§ INFORMATION PROVIDED
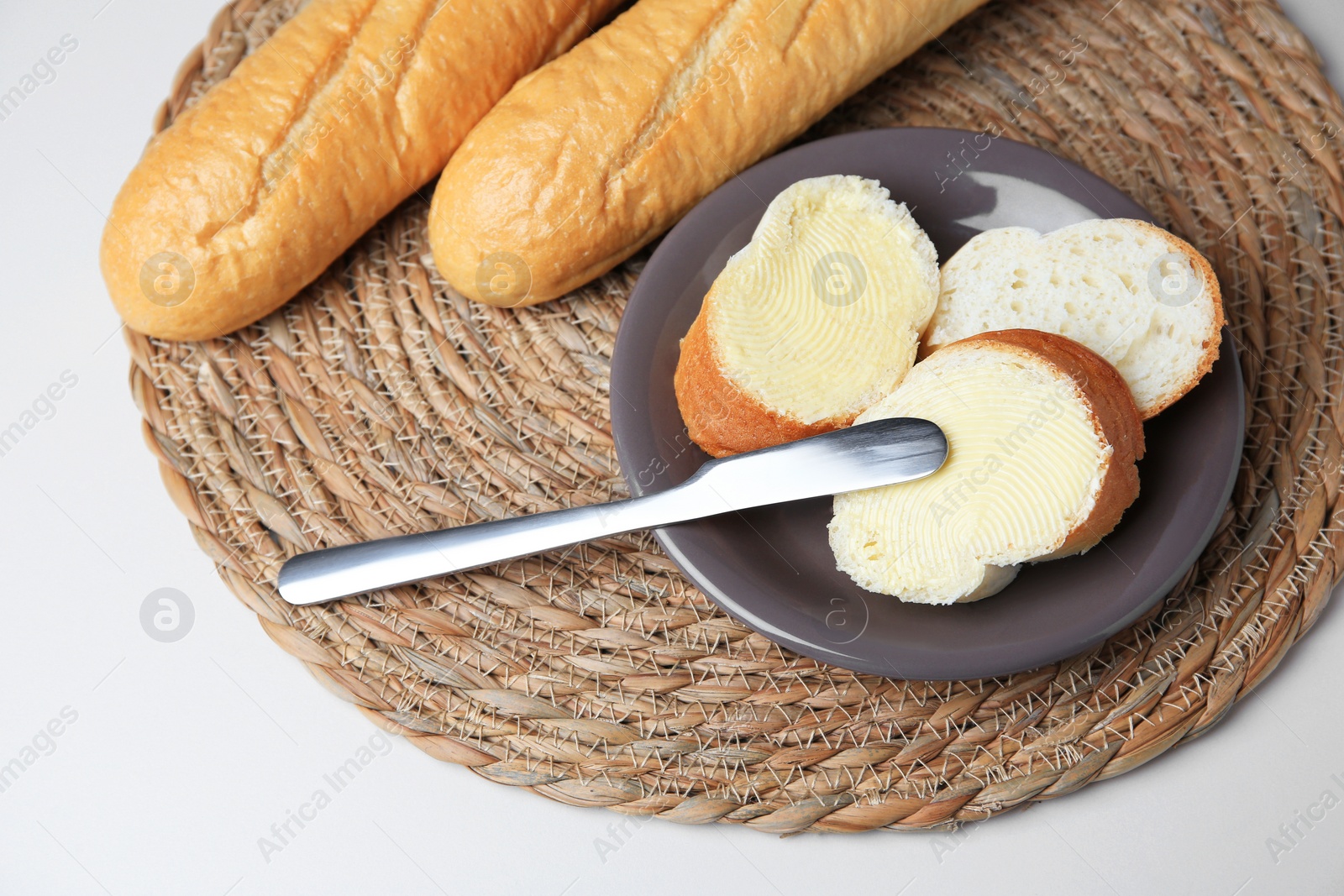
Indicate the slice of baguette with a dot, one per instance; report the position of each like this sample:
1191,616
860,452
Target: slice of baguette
815,320
597,154
1142,298
1043,438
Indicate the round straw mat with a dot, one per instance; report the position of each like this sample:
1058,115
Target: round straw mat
381,402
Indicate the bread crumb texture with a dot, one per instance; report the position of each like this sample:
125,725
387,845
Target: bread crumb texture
1140,297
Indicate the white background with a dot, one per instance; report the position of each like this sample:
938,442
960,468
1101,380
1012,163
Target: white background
185,754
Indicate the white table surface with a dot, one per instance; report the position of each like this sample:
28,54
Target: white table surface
181,757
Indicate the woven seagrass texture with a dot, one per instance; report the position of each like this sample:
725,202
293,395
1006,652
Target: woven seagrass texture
381,402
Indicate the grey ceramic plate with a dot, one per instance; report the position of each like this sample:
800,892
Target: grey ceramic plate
773,570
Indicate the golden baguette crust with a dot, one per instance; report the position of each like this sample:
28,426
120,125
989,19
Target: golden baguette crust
722,418
349,107
1115,417
595,155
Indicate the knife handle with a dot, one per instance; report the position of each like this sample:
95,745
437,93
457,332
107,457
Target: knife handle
354,569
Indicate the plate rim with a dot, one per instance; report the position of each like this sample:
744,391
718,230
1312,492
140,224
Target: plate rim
837,656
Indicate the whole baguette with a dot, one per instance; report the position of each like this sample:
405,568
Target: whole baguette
349,109
601,150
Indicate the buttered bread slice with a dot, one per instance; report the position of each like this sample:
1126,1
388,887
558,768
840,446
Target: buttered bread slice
815,320
1142,298
1043,438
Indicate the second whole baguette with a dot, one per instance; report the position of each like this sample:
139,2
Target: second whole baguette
598,152
343,113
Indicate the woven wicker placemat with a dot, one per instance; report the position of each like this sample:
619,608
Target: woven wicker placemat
381,403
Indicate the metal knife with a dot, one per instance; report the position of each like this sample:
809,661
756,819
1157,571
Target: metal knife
859,457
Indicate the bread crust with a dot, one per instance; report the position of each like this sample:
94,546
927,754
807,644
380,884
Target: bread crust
349,109
721,417
1214,338
1115,418
611,144
1210,343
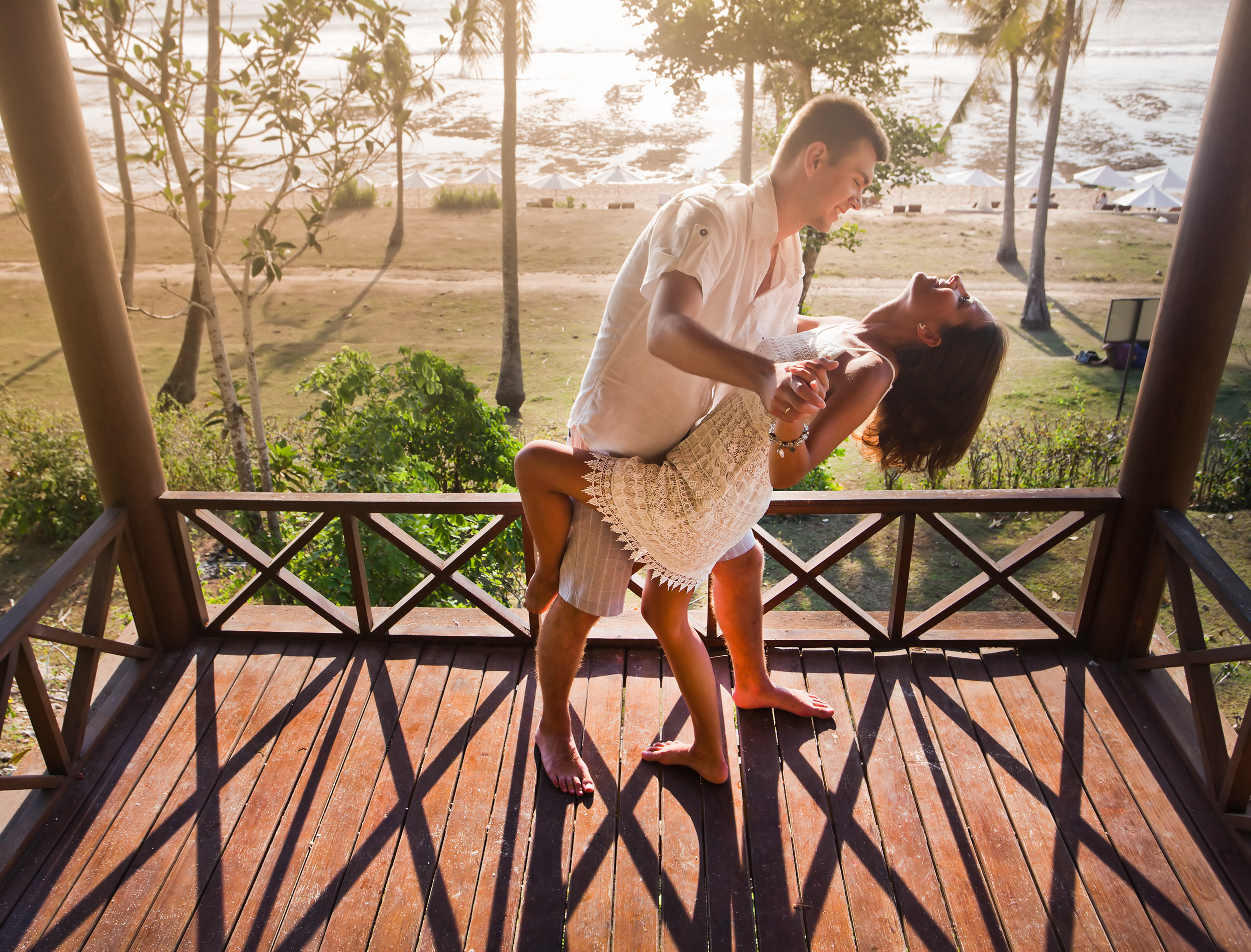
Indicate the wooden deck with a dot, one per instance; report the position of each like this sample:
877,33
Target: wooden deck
271,795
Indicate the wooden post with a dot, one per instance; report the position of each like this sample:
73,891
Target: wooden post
43,122
1199,311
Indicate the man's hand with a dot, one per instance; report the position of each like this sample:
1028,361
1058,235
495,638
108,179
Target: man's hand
797,389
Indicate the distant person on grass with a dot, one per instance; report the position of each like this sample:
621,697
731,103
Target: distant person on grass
716,272
919,369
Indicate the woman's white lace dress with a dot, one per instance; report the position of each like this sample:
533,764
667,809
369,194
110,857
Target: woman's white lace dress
681,516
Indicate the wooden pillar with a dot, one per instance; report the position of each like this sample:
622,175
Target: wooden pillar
1199,311
43,123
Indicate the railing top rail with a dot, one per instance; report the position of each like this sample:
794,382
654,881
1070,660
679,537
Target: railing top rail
39,598
947,501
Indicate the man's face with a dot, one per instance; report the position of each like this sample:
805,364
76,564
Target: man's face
837,187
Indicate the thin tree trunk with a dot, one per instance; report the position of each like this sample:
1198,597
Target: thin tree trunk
181,386
1035,316
398,229
128,196
1007,253
258,417
747,144
509,389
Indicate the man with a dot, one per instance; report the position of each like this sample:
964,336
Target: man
717,271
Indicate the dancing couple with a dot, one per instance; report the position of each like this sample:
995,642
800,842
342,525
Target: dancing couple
706,391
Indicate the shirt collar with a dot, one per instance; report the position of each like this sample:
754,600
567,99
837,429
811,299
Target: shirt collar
765,208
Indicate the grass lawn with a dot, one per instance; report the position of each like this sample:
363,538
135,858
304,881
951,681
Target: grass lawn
442,292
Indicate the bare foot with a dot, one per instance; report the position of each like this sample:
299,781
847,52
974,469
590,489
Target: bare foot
541,593
800,703
563,765
710,765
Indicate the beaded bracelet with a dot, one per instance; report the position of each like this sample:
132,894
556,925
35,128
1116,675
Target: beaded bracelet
785,444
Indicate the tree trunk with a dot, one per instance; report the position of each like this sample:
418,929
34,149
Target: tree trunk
128,196
181,386
1007,253
509,391
1035,316
747,144
398,228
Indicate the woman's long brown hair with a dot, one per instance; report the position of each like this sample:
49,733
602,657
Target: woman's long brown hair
931,414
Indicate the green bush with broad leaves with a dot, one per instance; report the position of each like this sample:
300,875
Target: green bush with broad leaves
49,490
414,426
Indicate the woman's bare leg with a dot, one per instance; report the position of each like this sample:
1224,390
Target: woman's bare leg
666,611
547,474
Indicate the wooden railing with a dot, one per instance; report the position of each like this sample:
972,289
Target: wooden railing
66,745
1224,772
1075,508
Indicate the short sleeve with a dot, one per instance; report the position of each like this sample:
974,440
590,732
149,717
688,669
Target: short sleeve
690,236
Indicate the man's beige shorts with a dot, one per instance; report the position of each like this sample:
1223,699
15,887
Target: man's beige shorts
594,575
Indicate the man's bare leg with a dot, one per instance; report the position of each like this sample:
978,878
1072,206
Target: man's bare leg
736,590
562,640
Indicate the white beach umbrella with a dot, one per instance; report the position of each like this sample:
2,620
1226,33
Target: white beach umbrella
1104,177
1162,179
975,178
1029,179
554,183
617,176
1150,197
484,177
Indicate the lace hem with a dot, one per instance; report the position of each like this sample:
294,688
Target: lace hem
599,473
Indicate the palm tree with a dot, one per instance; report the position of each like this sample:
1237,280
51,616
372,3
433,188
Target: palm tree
504,26
1071,43
1004,33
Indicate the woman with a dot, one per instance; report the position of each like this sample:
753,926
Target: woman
916,373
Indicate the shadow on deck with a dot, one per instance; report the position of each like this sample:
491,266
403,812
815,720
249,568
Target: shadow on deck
288,795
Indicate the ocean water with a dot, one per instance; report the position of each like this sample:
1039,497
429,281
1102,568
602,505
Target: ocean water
1135,99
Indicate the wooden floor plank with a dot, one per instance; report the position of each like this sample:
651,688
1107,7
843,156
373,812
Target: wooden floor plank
404,903
1022,913
51,865
589,921
861,857
1210,895
969,897
636,901
684,897
194,792
822,895
353,918
232,878
1072,912
314,896
926,922
498,893
136,817
164,925
296,835
447,918
1097,816
731,920
547,867
775,881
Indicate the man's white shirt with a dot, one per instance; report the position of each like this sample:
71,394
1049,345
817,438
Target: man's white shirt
635,404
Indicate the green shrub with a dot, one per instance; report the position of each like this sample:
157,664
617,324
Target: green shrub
409,427
49,487
357,192
1224,480
467,199
194,449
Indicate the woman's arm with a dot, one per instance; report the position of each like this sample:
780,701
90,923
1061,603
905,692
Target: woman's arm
852,397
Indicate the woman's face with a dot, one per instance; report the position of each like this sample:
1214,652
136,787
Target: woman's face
942,303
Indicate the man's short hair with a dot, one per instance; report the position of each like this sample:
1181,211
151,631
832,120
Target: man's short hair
840,122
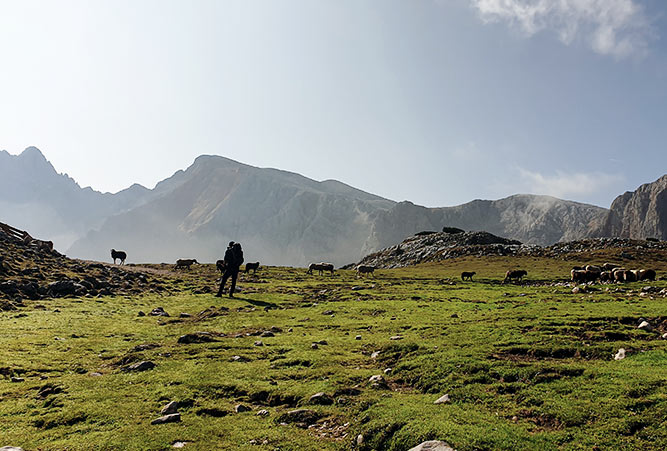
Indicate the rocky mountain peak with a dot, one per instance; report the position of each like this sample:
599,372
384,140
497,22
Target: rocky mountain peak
638,214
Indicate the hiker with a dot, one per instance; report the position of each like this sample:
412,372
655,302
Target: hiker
233,260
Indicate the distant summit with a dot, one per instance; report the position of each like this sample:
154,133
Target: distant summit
638,214
281,217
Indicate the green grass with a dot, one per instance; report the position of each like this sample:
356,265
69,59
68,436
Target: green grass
526,366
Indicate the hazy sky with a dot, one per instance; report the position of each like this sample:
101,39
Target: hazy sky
434,101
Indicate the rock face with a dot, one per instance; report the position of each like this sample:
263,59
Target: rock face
34,197
280,217
638,214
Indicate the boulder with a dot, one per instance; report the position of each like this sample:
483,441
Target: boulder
303,417
444,399
144,365
433,445
620,355
170,408
321,399
197,337
158,311
171,418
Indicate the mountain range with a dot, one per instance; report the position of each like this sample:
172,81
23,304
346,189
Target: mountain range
282,217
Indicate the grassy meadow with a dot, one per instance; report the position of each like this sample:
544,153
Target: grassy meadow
526,366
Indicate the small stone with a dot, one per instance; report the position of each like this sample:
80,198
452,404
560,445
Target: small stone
321,399
645,325
620,355
140,366
433,445
172,418
444,399
170,408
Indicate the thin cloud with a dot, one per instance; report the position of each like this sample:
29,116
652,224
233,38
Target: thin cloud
618,28
568,185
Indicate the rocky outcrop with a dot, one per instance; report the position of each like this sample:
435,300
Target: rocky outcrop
638,214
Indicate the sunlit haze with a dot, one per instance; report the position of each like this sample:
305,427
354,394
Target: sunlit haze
437,102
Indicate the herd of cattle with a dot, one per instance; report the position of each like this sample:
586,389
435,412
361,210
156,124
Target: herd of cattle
609,272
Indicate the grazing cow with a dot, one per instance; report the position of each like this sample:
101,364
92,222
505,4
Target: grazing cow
629,276
467,275
120,255
365,269
647,274
320,268
185,263
584,275
516,274
618,275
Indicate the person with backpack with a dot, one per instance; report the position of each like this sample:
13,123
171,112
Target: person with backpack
233,261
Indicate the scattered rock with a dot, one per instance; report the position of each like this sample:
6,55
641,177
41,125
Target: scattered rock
197,337
171,418
378,382
303,417
240,408
144,365
444,399
158,311
213,412
433,445
170,408
321,399
620,355
645,325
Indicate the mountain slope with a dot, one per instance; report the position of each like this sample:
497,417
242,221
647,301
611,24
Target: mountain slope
531,219
35,197
638,214
279,217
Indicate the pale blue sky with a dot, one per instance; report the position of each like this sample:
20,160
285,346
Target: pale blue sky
434,101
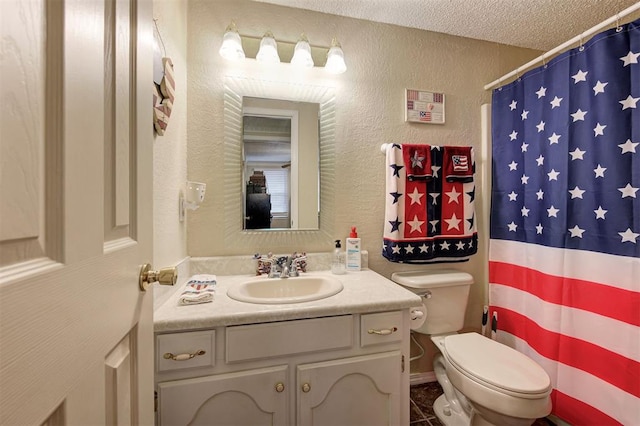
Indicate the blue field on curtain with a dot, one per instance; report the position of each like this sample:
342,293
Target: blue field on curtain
564,257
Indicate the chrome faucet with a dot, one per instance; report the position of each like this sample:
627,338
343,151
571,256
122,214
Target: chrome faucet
281,267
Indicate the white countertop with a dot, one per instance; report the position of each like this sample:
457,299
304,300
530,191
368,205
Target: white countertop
364,291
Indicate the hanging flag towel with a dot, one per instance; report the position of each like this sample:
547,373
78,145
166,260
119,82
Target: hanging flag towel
418,161
427,219
457,164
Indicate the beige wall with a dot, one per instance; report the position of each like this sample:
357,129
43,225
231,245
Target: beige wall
170,150
382,61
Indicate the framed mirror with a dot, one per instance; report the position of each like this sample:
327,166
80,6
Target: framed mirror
280,156
237,89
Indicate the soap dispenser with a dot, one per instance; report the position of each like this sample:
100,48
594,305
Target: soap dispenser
354,258
337,263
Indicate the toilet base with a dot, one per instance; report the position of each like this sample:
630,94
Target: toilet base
447,416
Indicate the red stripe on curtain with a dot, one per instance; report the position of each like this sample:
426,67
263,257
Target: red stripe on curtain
609,366
602,299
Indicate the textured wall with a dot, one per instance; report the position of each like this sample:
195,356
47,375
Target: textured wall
382,61
170,150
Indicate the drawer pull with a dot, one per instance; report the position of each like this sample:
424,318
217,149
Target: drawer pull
383,332
183,357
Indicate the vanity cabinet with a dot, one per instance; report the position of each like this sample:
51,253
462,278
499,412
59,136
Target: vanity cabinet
340,370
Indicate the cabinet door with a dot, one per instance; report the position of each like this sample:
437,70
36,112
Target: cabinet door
252,397
362,390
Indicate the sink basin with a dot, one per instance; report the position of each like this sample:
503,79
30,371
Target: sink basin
285,290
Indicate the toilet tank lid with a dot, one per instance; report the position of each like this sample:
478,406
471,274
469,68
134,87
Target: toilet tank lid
432,278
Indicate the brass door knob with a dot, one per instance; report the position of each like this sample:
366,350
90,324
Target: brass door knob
165,276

§ YOUR INSTRUCTIONS
Beginning at the line where "Indicate the sink" appears, extract each line through the end of the data above; keep them exact and include nothing else.

§ OUTPUT FOR THIS TASK
Indicate the sink basin with a dot, one per instance; report the position of each like this sample:
503,79
30,371
Target: sink basin
285,290
Indicate the toilet tank lid with a dot, one per instance; report the position of each like this sample:
478,406
471,274
469,68
134,87
Target: toilet tank lid
432,278
Indicate the brass door knob with a dot, one per instance; report the position of each like this sample:
366,350
90,324
Target: brass door knob
165,276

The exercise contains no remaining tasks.